§ **Work to do**
#1 Using the passage on jokes, decide whether each statement agrees with it: (a) the example joke comes from the Oxfam Crack-a-Joke book; (b) one of the Fool's jokes in King Lear has five clues; (c) 'pasteurized' has the same stress pattern as 'past your eyes'. Answer yes or no for each, and quote the words that decide it.
#2 Rewrite the passage on jokes from "All jokes without" to "have seen it.", putting "Twelfth Night" in place of "King Lear".

§ **Excerpted text**
※ ※ ※

The Joke, as I argued last time , is, not merely an analogy, but an illustration. To remind you, let me take this simple example from the jokebook for children, the Oxfam Crack-a-Joke book:

What's the fastest thing in the world?
Milk - because it's past your eyes before you see it.

The portion of the non-epistemic over which rival gestalts will play - in this case from the auditory field - is the sound sequence 'past your eyes', which could easily be described by the acoustic physicist in terms of a sequence of frequency and volume changes, a variation of intensities, such as shown on spectrograms of speech. In itself it contains no information. Indeed, if it were recorded and the portion of the tape containing it were cut out and inserted into a tape-recording of, say, the noise of sea-waves breaking, there would be no recognition of it as words at all. But here we have two sets of clues from the past which change its meaning depending which is regarded as salient. Here is a diagram which might help to make it clear:

Diagram as described in text

You will notice the similarity to Gombrich's diagram, in that there is a portion of the field over which different gestalts may range, and there are two sets of clues, from the past which induce rival readings of that portion the first clue being 'What is the fastest thing in the world?', which induces the meaning 'past your eyes', and the second clue being the frame 'It's ... before you see it.' The order in which the clues and the non-epistemic element appear may vary, for there are jokes in which we are first given the two clues and then the non-epistemic element over which the interpretations range.

All jokes without exception thus have at least five elements: the two clues, the present experience and the two interpretations for future action. I say 'at least' because there are more subtle jokes that have more clues and more interpretations. One of the Fool's jokes in King Lear has seven clues and seven different meanings that result. And, of course, it is up to the hearer to discern more still. Psychoanalysts, for example, may have heard more in that child's joke that the children heard, of milk being 'past your eyes' before you have seen it.

It is at this point we may learn from Schutz and Rommetveit. For such a transformation to take place it is essential as a method that the two agents presuppose pro tempore that they have identified the very same portion of the non-epistemic field. It is an act of faith and trust, undertaken knowing that the presupposition is only that - a presupposition. As Rommetveit puts it, 'Intersubjectivity has to be taken for granted in order to be achieved' (1974, 56). A new relevant clue is then introduced, in this case by the joker, which brings about a shift of gestalt. As with the Hamlet/Polonius example, there is no necessity that a single portion of the field be preserved, for, note, the joker here effected a canny blurring of the three words 'past your eyes' with the single past participle 'pasteurized', which not only has an additional /d/ sound at the end but is pronounced with strictly different phonemes and with different intonation and stress patterns.

Now compare a story. If the pattern is to be the same, there will be a portion of experience which in the past has been accepted according to one well-entrenched interpretation. What must emerge during the course of the story is that second clue from the past which enforces a switch of interpretations upon the present. As with the joke. the order in which the three key elements appear, that is, the two clues and the non-epistemic core, may vary. Here is a brief story, one of Aesop's fables:

There was once a blind man, who, when any living creature was put into his hands, could tell what it was by feeling it, But one time, when someone handed him a wolf-cub, he could not make up his mind. "I don't know," he said after feeling it, "whether it is the young of a wolf or a fox or some such other animal. But I do know this much, that it is no fit company for a flock of sheep." (1954)

※ ※ ※

§ **Supplied material**
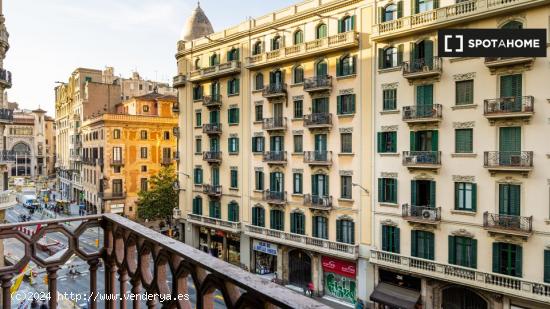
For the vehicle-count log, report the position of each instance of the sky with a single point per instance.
(49, 39)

※ ※ ※

§ **Task-by-task answers**
#1
(a) Yes: "from the jokebook for children, the Oxfam Crack-a-Joke book"
(b) No: "One of the Fool's jokes in King Lear has seven clues and seven different meanings that result."
(c) No: "with different intonation and stress patterns"

#2
All jokes without exception thus have at least five elements: the two clues, the present experience and the two interpretations for future action. I say 'at least' because there are more subtle jokes that have more clues and more interpretations. One of the Fool's jokes in Twelfth Night has seven clues and seven different meanings that result. And, of course, it is up to the hearer to discern more still. Psychoanalysts, for example, may have heard more in that child's joke that the children heard, of milk being 'past your eyes' before you have seen it.